How about back surgery, a cardiac catheterization and an MRI scan?
iStockphoto
How about back surgery, a cardiac catheterization and an MRI scan?

Restaurants know customers eat more at fixed-price buffets than when they pay a la carte. Economists have been saying for years that the same kind of behavior goes on in the federal Medicare program for seniors and the disabled.

Supplemental Medigap plans shield millions of people from Medicare's deductibles and other out-of-pocket costs. Pay a flat Medigap premium to a private insurer such as UnitedHealthcare or Humana, and you might have little or no out-of-pocket expense for doctor visits, hospitalization or other Medicare services.

Naturally many worry that the all-you-can-eat model inflates Medicare's costs by encouraging consumers to seek — or doctors to order — potentially unnecessary procedures. Now economists at the University of Texas and the University of Chicago have taken what may be the closest look yet at the relationship between Medigap coverage and Medicare spending.

Their conclusion: Medigap substantially increases what Medicare spends on treatment and tests. The finding gives new ammunition to those who want to restrict these plans, though it must be said that not all health policy analysts are fans of the study.

Marika Cabral and Neale Mahoney analyzed interstate metro areas where Medigap premiums varied significantly based on which state subscribers lived in.

Medigap premiums are based largely on statewide health costs, not local. So consumers on the Vermont side of the Bennington metro area, for example, paid a little more than $1,000 a year for Medigap coverage during the period studied. But those who lived over the border in New York paid substantially more — about $1,500.

Cabral and Mahoney focused on the disparities to measure how higher prices reduced demand for Medigap plans and how cross-border differences in Medigap use affected Medicare treatment and spending among similar populations.

They found that in places like the Vermont side of the metro area, where Medigap coverage was more prevalent, there was also more utilization of Medicare services. Their bottom line: Medicare spends 22.2 percent more for individuals with Medigap plans than for those without.

"If someone has Medigap relative to not having Medigap, the public system is going to spend $1,396 more on them a year," Cabral said in an interview.

MIT economist Jonathan Gruber calls it "the best study to date in terms of finding price variation between otherwise similar plans." At the same time, he says, "it shows that this price variation drives both use of Medigap plans and associated spending on Medicare."

Bruce Vladeck, who ran Medicare under President Bill Clinton in the 1990s and opposes restrictions on Medigap plans, said the paper shows only that Medigap is associated with higher Medicare spending — not whether that spending was medically necessary.

* **Given information**:

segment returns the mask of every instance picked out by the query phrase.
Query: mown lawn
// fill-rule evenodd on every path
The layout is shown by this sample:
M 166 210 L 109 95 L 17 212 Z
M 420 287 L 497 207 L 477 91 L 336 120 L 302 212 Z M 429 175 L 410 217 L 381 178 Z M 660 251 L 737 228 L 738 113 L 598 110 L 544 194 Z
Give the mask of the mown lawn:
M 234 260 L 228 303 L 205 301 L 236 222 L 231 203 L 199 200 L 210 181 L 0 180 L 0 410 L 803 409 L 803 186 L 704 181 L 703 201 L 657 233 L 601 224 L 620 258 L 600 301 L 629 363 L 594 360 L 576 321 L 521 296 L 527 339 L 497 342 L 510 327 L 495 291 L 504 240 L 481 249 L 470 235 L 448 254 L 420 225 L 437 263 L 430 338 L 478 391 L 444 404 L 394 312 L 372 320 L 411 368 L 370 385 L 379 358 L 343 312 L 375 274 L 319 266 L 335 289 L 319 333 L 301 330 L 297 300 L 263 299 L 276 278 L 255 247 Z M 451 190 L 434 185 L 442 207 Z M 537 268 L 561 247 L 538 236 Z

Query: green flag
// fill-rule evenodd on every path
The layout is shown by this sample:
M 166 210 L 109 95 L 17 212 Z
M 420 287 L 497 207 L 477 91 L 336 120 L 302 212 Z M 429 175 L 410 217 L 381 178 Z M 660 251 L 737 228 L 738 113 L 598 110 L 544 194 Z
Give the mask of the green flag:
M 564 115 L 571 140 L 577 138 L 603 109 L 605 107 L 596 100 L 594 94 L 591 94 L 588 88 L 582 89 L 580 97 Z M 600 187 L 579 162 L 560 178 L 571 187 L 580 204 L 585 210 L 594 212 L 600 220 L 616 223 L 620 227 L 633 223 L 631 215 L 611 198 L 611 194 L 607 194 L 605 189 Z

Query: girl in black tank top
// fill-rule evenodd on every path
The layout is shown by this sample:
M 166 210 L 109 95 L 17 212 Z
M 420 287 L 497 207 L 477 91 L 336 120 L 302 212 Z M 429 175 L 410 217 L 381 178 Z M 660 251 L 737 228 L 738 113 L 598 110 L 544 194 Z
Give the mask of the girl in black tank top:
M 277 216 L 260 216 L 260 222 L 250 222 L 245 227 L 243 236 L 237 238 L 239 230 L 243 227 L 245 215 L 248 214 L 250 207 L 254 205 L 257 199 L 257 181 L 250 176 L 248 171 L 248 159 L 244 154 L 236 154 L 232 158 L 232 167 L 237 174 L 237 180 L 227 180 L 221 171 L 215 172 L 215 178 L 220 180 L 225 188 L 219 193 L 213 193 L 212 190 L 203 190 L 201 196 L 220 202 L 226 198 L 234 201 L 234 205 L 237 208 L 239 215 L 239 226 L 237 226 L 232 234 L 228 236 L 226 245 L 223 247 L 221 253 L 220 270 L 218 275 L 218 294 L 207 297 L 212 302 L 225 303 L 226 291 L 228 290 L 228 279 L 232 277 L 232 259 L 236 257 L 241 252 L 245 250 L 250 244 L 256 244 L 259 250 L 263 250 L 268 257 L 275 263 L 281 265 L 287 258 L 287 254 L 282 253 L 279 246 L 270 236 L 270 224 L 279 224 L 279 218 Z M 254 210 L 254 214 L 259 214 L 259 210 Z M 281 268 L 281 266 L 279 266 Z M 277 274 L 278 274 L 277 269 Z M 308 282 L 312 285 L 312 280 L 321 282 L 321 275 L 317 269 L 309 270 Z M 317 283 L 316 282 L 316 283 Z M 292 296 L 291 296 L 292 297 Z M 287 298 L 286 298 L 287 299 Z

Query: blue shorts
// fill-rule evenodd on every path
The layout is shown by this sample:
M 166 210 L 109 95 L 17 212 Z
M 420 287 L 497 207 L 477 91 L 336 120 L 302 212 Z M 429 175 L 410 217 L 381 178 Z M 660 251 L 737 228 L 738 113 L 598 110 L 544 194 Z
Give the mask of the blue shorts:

* **Problem to work on**: Output the Medigap passage word for word, starting at "Restaurants know customers" and stopping after "and the disabled.".

* **The completed task**:
Restaurants know customers eat more at fixed-price buffets than when they pay a la carte. Economists have been saying for years that the same kind of behavior goes on in the federal Medicare program for seniors and the disabled.